Intratumoural CD8⁺ T cells are heterogeneous. Classical short-lived effector cells provide immediate cytotoxicity but decline rapidly. Tissue-resident memory (T_RM) cells, distinguished by CD69 and CD103, lodge long-term within epithelial niches, secrete IFN-γ “on site,” and independently predict favorable prognosis in multiple solid tumors (79–81). In chronically antigenic TMEs, a hierarchical exhaustion program emerges: a TCF1^high stem-like progenitor pool (TPEX) self-renews and seeds terminally exhausted PD-1^hi TIM-3⁺ cells that retain limited killing capacity (82). Checkpoint blockade preferentially expands TPEX cells, explaining why their baseline frequency foreshadows clinical benefit (83).

5.4 Positive-feedback loops—amplifying immunity and provoking epitope spread

Tumour-cell death initiated by CD8⁺ T cells releases danger-associated molecular patterns (DAMPs) and neoantigens that fuel dendritic-cell activation and cross-presentation, a process termed epitope spreading (84). IFN-γ further licenses intratumoural dendritic cells, while TNF-α and GM-CSF reshape myeloid composition toward an M1-like phenotype. These events create a feed-forward circuit that recruits fresh waves of cytotoxic T cells, broadens antigenic breadth, and can ultimately overcome tumor heterogeneity. Therapeutic strategies that sustain this circuit—such as local cytokine delivery, STING agonists, or agents that preserve TCF1⁺ precursors—are under active clinical exploration (85).

Collectively, CD8⁺ T cells exert multifaceted antitumor effects—direct lysis, cytokine-mediated remodeling, and adaptive amplification—whose efficacy depends on maintaining a balanced repertoire of effector, memory, and stem-like subsets within a permissive TME.

Referring expression pointing data:
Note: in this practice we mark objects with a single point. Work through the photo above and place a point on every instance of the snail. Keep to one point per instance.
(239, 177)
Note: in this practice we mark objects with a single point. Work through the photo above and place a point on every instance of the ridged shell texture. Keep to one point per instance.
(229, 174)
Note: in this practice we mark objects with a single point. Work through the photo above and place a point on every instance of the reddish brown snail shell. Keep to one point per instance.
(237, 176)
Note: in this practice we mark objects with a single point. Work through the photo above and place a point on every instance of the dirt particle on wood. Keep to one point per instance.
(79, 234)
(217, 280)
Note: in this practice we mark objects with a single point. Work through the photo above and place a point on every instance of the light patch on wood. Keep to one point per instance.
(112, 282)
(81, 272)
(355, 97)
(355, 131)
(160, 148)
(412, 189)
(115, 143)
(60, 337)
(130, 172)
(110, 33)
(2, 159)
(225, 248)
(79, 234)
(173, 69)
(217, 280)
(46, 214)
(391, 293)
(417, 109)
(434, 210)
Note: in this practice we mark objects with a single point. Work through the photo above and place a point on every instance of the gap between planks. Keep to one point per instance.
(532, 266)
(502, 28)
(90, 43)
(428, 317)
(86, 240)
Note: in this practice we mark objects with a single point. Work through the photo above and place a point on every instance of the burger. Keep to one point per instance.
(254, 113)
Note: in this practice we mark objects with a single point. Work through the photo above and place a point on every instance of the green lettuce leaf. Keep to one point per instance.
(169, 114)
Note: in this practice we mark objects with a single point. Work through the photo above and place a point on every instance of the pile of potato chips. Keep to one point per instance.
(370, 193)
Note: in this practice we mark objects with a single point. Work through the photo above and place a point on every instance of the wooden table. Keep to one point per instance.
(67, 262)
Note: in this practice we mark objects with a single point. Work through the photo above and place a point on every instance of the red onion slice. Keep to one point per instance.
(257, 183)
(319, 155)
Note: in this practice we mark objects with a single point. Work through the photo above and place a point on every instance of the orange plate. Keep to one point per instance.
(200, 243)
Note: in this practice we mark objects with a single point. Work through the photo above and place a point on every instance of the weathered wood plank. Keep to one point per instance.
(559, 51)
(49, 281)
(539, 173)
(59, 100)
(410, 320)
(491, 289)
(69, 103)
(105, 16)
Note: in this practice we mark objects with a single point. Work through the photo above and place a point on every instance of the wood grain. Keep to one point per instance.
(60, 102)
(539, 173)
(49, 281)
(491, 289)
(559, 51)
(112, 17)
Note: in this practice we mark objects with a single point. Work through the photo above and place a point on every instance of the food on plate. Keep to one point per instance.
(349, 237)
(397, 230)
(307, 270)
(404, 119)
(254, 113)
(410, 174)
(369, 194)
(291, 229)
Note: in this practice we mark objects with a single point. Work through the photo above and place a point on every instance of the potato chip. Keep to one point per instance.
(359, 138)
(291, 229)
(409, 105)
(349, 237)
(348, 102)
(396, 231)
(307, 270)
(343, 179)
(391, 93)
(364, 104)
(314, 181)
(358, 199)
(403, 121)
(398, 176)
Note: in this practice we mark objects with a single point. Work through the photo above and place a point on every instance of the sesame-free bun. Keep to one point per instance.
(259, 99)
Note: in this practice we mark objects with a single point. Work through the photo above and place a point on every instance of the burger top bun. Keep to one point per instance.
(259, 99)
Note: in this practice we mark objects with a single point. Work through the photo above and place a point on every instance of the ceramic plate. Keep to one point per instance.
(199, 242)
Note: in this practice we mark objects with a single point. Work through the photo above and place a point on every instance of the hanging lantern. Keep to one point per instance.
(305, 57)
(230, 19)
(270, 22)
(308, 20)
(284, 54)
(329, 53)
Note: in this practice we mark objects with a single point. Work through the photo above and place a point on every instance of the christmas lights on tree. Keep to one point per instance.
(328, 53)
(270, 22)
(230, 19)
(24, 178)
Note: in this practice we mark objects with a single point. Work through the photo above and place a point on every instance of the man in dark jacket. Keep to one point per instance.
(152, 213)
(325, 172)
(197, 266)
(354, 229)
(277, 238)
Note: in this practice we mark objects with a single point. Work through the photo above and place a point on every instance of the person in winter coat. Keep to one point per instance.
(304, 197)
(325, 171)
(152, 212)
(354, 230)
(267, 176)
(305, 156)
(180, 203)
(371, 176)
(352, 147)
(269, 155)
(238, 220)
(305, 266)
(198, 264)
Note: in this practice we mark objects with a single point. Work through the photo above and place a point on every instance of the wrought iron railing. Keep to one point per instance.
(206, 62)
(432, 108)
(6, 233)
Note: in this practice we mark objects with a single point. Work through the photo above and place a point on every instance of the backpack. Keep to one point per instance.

Task instructions ::
According to the excerpt on CD8⁺ T cells, why does the baseline frequency of TPEX cells foreshadow clinical benefit?

Expected answer ::
Checkpoint blockade preferentially expands TPEX cells, the TCF1^high stem-like progenitor pool. Their baseline frequency therefore foreshadows clinical benefit.